::: Sayfa metni :::

Mahkememizde görülmekte olan İtirazın İptali davasının yapılan açık yargılaması sonunda,
GEREĞİ DÜŞÜNÜLDÜ:
Davacı vekili dava dilekçesi ile, İstanbul Anadolu ——. icra Müdürlüğünün —– sayılı dosyasıyla ödenmeyen kaçak elektrik kullanım bedelinin tahsili için davalı borçlu … aleyhine 08.12.2016 tarihinde ilamsız icra takibi başlatıldığını, borçlu ise, 08.03.2017 havale tarihli dilekçesi ile iş bu icra takibi açısından borca ve tüm ferilerine kötü niyetli olarak itiraz ettiğini, davalı kaçak olarak tükettiği elektrik bedelini ödemediği gibi yapılan icra takibine de itiraz ederek takibin durmasına sebebiyet verdiini, borçlunun haksız itirazının iptali ile alenen kötü niyetli olan borçlundan% 20 den az olmamak üzere tazminat talebinde bulunmuştur.
Davalı vekili cevap dilekçesi ile, Haksız ve kötü niyetli açılan davanın reddini istemiştir.
Bilirkişi ——–11/06/2018 tarihli raporunda özetle,Dosyada ayrıntılı hesaplama yapabilmem için yeterli belgenin temin edilmediğinden dolayı kaçak kulanım miktarının hesaplanması da mümkün değildir. Kaçak kullanımının tarihinin 08.10.2016 olduğu, Davalının davalı kurumdan abonelik iptali tarihinin 12.05.2015 olduğu, davacı kurum tarafından aynı adreste kaçak elektrik tespit tutanağından önce ——— isimli şahıslar ile abonelik sözleşmesi yapıldığı ve aynı şahıslar ile aynı adreste işyeri sahibince de kira kontratı yapıldığı tespit edildiğinden davalı …’in tutanak tutulduğu tarihte işyerini terk ettiği tespit edilmiş, davalı işyerini tutanak tarihinden önce terk etiğinden dolayı davacıya bir borcu olmadığı kanaati ileraporunu mahkememize sunmuştur.
Dava, elektrik kullanım bedelinin tahsili amacıyla başlatılan genel haciz yolu ile takipte ödeme emrine itirazın iptali ve takibin devamı istemine ilişkindir.

::: Gösterilen veriler :::

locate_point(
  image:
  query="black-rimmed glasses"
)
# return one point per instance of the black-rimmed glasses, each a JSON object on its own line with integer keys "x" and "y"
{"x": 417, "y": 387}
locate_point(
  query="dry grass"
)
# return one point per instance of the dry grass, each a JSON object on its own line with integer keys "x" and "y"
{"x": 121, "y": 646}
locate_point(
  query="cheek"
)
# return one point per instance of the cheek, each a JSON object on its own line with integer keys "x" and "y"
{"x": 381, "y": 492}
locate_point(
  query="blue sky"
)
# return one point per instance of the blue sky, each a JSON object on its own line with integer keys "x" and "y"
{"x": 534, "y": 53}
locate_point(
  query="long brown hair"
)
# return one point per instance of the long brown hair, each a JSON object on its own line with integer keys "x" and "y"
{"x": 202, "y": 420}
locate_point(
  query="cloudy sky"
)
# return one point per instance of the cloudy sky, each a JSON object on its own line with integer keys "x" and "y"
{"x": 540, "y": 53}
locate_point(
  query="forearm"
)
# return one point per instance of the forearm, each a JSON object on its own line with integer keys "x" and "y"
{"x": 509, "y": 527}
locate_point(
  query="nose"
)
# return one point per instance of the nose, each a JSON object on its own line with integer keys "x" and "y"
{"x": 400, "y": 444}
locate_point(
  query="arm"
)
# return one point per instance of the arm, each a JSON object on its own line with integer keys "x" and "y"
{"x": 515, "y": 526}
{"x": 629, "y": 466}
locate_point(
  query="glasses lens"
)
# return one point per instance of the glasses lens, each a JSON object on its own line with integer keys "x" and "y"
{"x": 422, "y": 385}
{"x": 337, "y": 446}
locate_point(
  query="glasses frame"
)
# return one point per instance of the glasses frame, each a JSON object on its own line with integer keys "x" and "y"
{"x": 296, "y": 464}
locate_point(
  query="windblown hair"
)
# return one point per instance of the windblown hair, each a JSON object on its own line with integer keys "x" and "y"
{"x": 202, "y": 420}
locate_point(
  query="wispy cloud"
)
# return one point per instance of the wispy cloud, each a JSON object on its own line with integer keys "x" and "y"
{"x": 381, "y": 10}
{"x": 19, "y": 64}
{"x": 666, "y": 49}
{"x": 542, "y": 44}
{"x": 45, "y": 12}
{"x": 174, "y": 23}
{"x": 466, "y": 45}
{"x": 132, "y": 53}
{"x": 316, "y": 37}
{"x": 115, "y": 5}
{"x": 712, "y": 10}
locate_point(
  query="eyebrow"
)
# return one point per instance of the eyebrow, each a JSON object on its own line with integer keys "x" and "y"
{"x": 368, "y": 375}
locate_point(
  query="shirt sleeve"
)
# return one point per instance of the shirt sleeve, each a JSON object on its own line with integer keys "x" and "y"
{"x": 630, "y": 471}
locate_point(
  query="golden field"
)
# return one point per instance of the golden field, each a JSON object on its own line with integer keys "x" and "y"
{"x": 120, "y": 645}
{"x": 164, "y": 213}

:::

Yapılacak iş:
Kaçak elektrik bedeli için açılan itirazın iptali davasının karar metnini, son cümlesinden sonra gelecek biçimde sürdür.

Yanıt:
Davacı vekili dava dilekçesi ile, İstanbul Anadolu —–. İcra Müdürlüğünün 2016/26721 E. sayılı dosyasıyla ödenmeyen kaçak elektrik kullanım bedelinin tahsili için davalı borçlu ilamsız icra takibi başlatıldığını, davalının borca ve tüm ferilerine kötü niyetli olarak itiraz ettiğini, davalı kaçak olarak tükettiği elektrik bedelini ödemediği gibi yapılan icra takibine de itiraz ederek takibin durmasına sebebiyet verdiğini beyanla, borçlunun haksız itirazının iptali ile alenen kötü niyetli olan borçlundan %20’den az olmamak üzere tazminat talebinde bulunmuştur. Davalı vekili cevap dilekçesi ile, haksız ve kötü niyetli açılan davanın reddini istemiştir. Mahkememizce; davanın reddine karar verilmiştir. Söz konusu kararı davacı vekili istinaf etmiştir. İstanbul Bölge Adliye Mahkemesi ———. Hukuk Dairesi’nin ——-sayılı ilamı ile Davada, dava konusu dükkanı işleten davalının, tacir mi esnaf mı olduğu saptanmadan, buna dair araştırma yapılmadan, işletmesinin esnaf işletmesi kapsamında kalıp kalmadığı, vergi kayıtları, vergi matrahları, ticaret sicil ve esnaf oda kayıtları getirilmeden, hangi usule göre defter tuttuğu araştırılmadan, Bakanlar Kurulu’nca çıkartılan, esnaf-tacir arası ayırıma dair, kararnamedeki gelir sınırı dosyaya alınmadan ve bu deliller toplanıp karar yerinde tartışılmadan karar verilmesi nedeniyle mahkememizin kararının kaldırılmasına karar verilmiş, dosya yukarıda belirtilen esas sırasına kaydedilmiştir.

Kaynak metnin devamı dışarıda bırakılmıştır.